Would you repeat verbatim the stretch of the writing update post starting at "A few years" and ending at "felt confident in."?
## START Text to read
Category Archives: The Solitude of the Tentacled Space Monster

Writing Update No. Whatever

A few years ago I attended a writers’ conference at Sac State. There were editors and agents present, and I got to meet with one of them. I had submitted the first chapter of The Solitude of the Tentacled Space Monster (you know, the one with the laser cows). She read it and said she really enjoyed it (except for one or two minor flaws) and asked me to send her more. Sadly, that was the only chapter of that uncompleted novel that I felt confident in.

I’ve since lost that agent’s card, phone number, and email address, and I never did send her more. Insert sad face here.

Over the years I’ve attempted several times to rewrite The Solitude of the Tentacled Space Monster, but without any success. But now I’m determined to tackle it and finalize a draft that I can be proud of should I ever encounter that agent again. And I’m determined to have that done by December 31, 2018 (I also plan to have a worthy draft of Padma done by June).


Meanwhile, I had a great deal of fun over the past week or so having our web host install Let’s Encrypt on our server so that I could secure our various websites. Like this one. Look up in the address bar and you’ll see a little padlock icon, and the URL is now prefaced with https instead of plain old http. This is pretty cool.
## END Text to read
## START Supplied information
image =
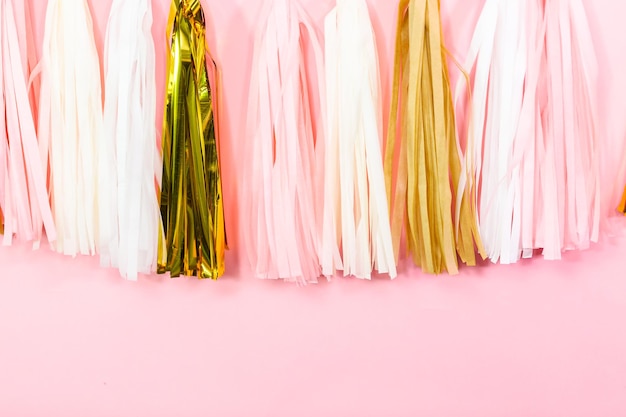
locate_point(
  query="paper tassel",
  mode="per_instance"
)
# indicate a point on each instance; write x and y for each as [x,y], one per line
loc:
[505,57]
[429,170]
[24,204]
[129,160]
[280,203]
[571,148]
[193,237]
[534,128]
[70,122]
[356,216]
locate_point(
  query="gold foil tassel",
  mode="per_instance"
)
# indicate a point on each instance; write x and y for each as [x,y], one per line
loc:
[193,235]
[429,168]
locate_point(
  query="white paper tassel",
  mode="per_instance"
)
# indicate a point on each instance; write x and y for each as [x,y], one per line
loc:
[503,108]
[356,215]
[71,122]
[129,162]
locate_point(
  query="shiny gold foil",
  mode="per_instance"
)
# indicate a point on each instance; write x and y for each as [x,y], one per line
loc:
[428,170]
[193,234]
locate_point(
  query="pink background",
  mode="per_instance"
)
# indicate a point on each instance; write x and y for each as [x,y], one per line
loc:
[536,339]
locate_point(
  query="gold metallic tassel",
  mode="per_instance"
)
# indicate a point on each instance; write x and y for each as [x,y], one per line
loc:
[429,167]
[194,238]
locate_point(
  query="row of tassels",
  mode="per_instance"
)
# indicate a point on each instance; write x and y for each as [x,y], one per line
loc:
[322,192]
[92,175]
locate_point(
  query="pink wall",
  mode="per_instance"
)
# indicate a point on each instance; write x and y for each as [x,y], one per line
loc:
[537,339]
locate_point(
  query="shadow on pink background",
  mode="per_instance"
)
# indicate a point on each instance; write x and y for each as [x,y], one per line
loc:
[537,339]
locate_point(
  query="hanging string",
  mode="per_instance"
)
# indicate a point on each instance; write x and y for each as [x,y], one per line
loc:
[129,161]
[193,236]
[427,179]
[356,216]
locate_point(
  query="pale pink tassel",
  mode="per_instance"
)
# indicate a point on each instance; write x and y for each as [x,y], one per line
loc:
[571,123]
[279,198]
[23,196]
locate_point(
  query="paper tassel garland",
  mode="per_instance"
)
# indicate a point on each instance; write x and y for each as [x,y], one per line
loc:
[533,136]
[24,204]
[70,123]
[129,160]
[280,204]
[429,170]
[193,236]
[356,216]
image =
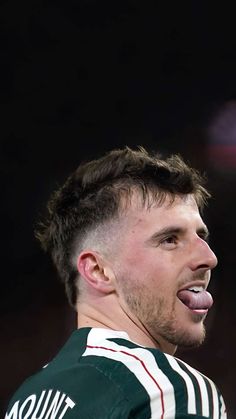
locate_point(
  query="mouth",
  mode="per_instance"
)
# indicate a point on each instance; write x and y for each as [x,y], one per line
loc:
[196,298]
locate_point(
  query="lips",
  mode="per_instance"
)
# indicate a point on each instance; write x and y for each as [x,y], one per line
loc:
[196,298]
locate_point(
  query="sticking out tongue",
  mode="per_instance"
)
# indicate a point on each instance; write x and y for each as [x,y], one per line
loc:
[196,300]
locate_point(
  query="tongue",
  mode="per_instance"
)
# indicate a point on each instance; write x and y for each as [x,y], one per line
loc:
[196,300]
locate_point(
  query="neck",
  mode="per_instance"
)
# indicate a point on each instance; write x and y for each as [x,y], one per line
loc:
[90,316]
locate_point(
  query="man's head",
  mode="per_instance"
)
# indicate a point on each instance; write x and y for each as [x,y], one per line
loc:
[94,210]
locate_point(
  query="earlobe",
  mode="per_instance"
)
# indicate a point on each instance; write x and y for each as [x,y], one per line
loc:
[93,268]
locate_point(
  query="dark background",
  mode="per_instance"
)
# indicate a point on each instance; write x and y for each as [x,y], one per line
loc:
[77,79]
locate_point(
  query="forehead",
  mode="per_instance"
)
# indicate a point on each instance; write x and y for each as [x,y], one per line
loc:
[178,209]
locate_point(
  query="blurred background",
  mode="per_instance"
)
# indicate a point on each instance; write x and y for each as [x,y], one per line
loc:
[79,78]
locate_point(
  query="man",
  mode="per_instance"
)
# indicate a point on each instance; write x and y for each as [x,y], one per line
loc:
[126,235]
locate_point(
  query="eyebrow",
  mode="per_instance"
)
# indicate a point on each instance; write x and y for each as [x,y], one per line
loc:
## END Supplied information
### Answer below
A few years ago I attended a writers’ conference at Sac State. There were editors and agents present, and I got to meet with one of them. I had submitted the first chapter of The Solitude of the Tentacled Space Monster (you know, the one with the laser cows). She read it and said she really enjoyed it (except for one or two minor flaws) and asked me to send her more. Sadly, that was the only chapter of that uncompleted novel that I felt confident in.